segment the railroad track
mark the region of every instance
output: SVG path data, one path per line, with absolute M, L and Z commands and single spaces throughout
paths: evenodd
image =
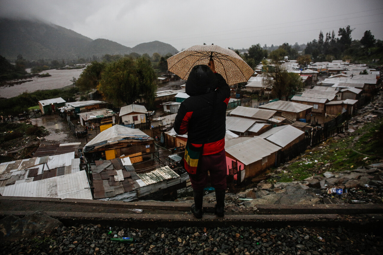
M 144 201 L 124 202 L 82 199 L 0 197 L 0 217 L 23 216 L 45 212 L 65 225 L 107 224 L 132 227 L 247 226 L 362 227 L 381 231 L 382 205 L 259 205 L 252 208 L 226 206 L 224 217 L 214 214 L 214 204 L 204 203 L 205 214 L 197 219 L 190 203 Z M 137 213 L 130 210 L 139 209 Z M 334 225 L 335 224 L 335 225 Z

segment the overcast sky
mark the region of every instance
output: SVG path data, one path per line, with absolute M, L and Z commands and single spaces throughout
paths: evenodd
M 37 18 L 129 47 L 158 40 L 178 50 L 214 43 L 306 44 L 350 25 L 383 39 L 382 0 L 0 0 L 0 16 Z

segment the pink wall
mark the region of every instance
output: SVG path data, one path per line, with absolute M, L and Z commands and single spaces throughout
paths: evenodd
M 231 162 L 232 161 L 236 161 L 235 159 L 233 159 L 231 158 L 229 158 L 228 156 L 226 156 L 226 171 L 227 172 L 227 174 L 229 175 L 229 169 L 231 168 Z M 245 165 L 241 161 L 237 161 L 237 164 L 238 167 L 238 170 L 239 171 L 239 169 L 241 170 L 243 170 L 245 169 Z M 234 179 L 237 180 L 237 175 L 235 174 L 234 175 Z

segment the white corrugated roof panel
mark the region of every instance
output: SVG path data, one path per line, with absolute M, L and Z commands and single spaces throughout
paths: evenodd
M 226 129 L 231 131 L 244 133 L 255 123 L 255 120 L 239 117 L 226 117 Z
M 122 164 L 123 166 L 131 166 L 132 162 L 130 161 L 130 158 L 129 157 L 126 157 L 125 158 L 123 158 L 121 159 L 121 162 L 122 162 Z
M 133 104 L 129 104 L 128 106 L 126 106 L 121 107 L 120 109 L 119 116 L 121 117 L 131 112 L 146 113 L 147 111 L 147 110 L 146 110 L 146 108 L 144 106 Z
M 0 187 L 3 196 L 92 199 L 84 171 L 29 182 Z
M 291 101 L 295 100 L 301 102 L 309 102 L 313 103 L 320 103 L 322 104 L 326 104 L 329 101 L 329 99 L 326 98 L 308 97 L 304 96 L 294 96 L 291 98 Z
M 313 107 L 312 106 L 308 106 L 307 104 L 300 104 L 294 102 L 279 100 L 260 106 L 258 107 L 260 108 L 267 108 L 270 110 L 281 112 L 297 113 L 312 108 Z
M 87 146 L 101 143 L 100 145 L 105 146 L 110 143 L 131 138 L 137 141 L 148 141 L 153 138 L 138 128 L 131 128 L 121 125 L 116 125 L 101 132 L 85 145 L 84 149 L 86 151 Z M 90 148 L 90 147 L 89 147 Z
M 80 101 L 80 102 L 71 102 L 67 103 L 65 106 L 72 106 L 72 107 L 81 107 L 86 106 L 91 106 L 93 104 L 97 104 L 105 103 L 102 101 L 98 101 L 97 100 L 89 100 L 88 101 Z
M 230 114 L 237 115 L 267 120 L 270 119 L 277 113 L 277 111 L 270 110 L 253 108 L 250 107 L 237 106 L 235 109 L 231 111 Z
M 61 97 L 56 97 L 56 98 L 52 98 L 47 99 L 45 100 L 40 100 L 39 101 L 42 106 L 46 106 L 51 104 L 60 104 L 61 103 L 65 103 L 66 101 L 62 99 Z
M 190 96 L 187 94 L 186 93 L 183 93 L 183 92 L 180 92 L 179 93 L 177 93 L 177 94 L 175 95 L 175 97 L 178 97 L 179 98 L 187 98 Z
M 252 138 L 227 148 L 226 145 L 225 147 L 226 153 L 246 165 L 260 160 L 281 149 L 279 146 L 259 136 Z
M 74 151 L 49 156 L 47 164 L 49 169 L 70 166 L 72 164 L 72 160 L 74 157 Z
M 259 136 L 283 148 L 304 133 L 291 125 L 285 125 L 273 128 Z
M 256 133 L 261 130 L 261 128 L 265 126 L 269 126 L 269 124 L 265 124 L 264 123 L 255 123 L 248 131 L 250 132 Z

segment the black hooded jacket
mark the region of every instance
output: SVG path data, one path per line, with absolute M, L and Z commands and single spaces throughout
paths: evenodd
M 204 144 L 203 155 L 219 152 L 225 147 L 229 86 L 222 75 L 200 65 L 190 71 L 185 92 L 190 97 L 181 104 L 174 130 L 180 135 L 187 133 L 188 141 L 195 146 Z

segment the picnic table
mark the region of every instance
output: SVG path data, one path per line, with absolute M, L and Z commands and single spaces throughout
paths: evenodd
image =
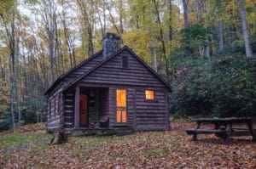
M 199 118 L 193 120 L 196 122 L 195 129 L 185 130 L 189 135 L 193 135 L 192 140 L 196 140 L 197 134 L 215 134 L 217 137 L 228 143 L 230 137 L 252 136 L 253 141 L 256 142 L 256 129 L 253 117 L 230 117 L 230 118 Z M 201 124 L 212 124 L 212 128 L 201 128 Z M 235 125 L 245 125 L 246 127 L 237 127 Z M 210 125 L 211 126 L 211 125 Z

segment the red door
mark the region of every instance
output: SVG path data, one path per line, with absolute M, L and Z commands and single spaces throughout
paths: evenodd
M 87 126 L 88 125 L 88 107 L 87 107 L 87 95 L 81 94 L 80 95 L 80 118 L 79 124 L 80 126 Z

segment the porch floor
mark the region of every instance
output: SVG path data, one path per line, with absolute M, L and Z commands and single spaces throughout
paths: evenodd
M 66 128 L 66 133 L 72 136 L 108 136 L 108 135 L 129 135 L 134 133 L 134 130 L 130 127 L 99 127 L 99 128 L 89 128 L 89 127 L 75 127 Z

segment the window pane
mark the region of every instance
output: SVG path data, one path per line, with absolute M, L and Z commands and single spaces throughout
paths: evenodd
M 146 99 L 154 99 L 154 91 L 146 90 L 145 91 Z
M 126 122 L 126 110 L 122 111 L 122 122 Z
M 126 107 L 126 90 L 116 91 L 116 106 Z
M 121 122 L 121 111 L 120 110 L 116 111 L 116 121 Z

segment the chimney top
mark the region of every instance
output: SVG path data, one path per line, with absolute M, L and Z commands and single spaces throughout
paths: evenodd
M 122 39 L 118 35 L 107 32 L 102 39 L 102 54 L 105 59 L 120 48 Z

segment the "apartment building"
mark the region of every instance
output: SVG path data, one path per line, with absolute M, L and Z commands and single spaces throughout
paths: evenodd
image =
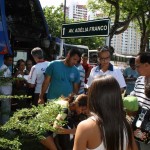
M 140 50 L 140 34 L 131 22 L 128 29 L 119 35 L 114 35 L 111 45 L 115 51 L 123 55 L 136 55 Z

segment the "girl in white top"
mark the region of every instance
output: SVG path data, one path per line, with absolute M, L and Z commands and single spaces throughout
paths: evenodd
M 92 117 L 78 125 L 73 150 L 137 150 L 114 77 L 94 79 L 88 91 L 88 104 Z

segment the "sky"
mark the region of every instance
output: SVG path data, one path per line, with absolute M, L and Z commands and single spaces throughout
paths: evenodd
M 66 5 L 69 6 L 71 2 L 79 2 L 79 4 L 86 4 L 87 0 L 66 0 Z M 64 0 L 40 0 L 42 7 L 45 6 L 59 6 L 61 3 L 64 3 Z

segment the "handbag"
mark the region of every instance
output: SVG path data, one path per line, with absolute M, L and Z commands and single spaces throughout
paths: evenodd
M 138 142 L 150 143 L 150 109 L 139 107 L 132 122 L 133 134 Z

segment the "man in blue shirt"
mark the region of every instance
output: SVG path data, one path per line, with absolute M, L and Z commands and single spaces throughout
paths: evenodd
M 135 81 L 139 76 L 135 68 L 135 58 L 130 58 L 129 65 L 130 66 L 127 67 L 123 72 L 127 84 L 126 95 L 130 95 L 130 93 L 134 90 Z
M 43 95 L 48 87 L 48 100 L 78 93 L 80 74 L 75 65 L 80 57 L 80 52 L 77 49 L 72 49 L 64 60 L 55 60 L 49 64 L 45 71 L 45 80 L 42 84 L 39 103 L 44 103 Z

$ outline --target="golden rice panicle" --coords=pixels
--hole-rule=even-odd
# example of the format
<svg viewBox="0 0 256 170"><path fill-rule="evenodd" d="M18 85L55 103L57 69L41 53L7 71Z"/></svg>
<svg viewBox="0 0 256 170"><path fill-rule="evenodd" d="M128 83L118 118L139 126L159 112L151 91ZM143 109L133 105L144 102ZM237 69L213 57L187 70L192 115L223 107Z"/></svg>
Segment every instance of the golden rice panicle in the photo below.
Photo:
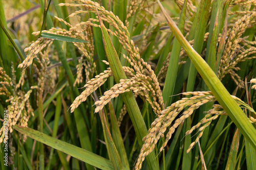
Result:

○ ○ ○

## WORK TO COMPLETE
Convert the records above, from their start through the line containing "M 37 18 L 129", into a Markdown table with the columns Row and Text, giving each line its row number and omitting blank lines and pictures.

## TASK OUTPUT
| Row | Text |
|---|---|
| 1 | segment the railroad track |
| 2 | mark the region of every instance |
| 3 | output: SVG path data, one path per line, with absolute M, L and Z commands and single spaces throughout |
| 4 | paths: evenodd |
| 5 | image = |
| 6 | M 144 201 L 124 202 L 82 199 L 0 197 L 0 217 L 23 216 L 45 212 L 65 225 L 107 224 L 132 227 L 247 226 L 362 227 L 381 231 L 382 205 L 259 205 L 252 208 L 226 206 L 224 217 L 214 214 L 214 204 L 204 203 L 205 214 L 197 219 L 190 203 Z M 137 213 L 130 210 L 139 209 Z M 334 225 L 335 224 L 335 225 Z |
| 7 | segment the overcast sky |
| 8 | mark the region of every instance |
| 9 | output: SVG path data, one path per line, with absolute M, L and Z commands and single spaces throughout |
| 10 | paths: evenodd |
| 11 | M 37 18 L 129 47 L 158 40 L 178 50 L 214 43 L 306 44 L 350 25 L 383 39 L 382 0 L 0 0 L 0 16 Z |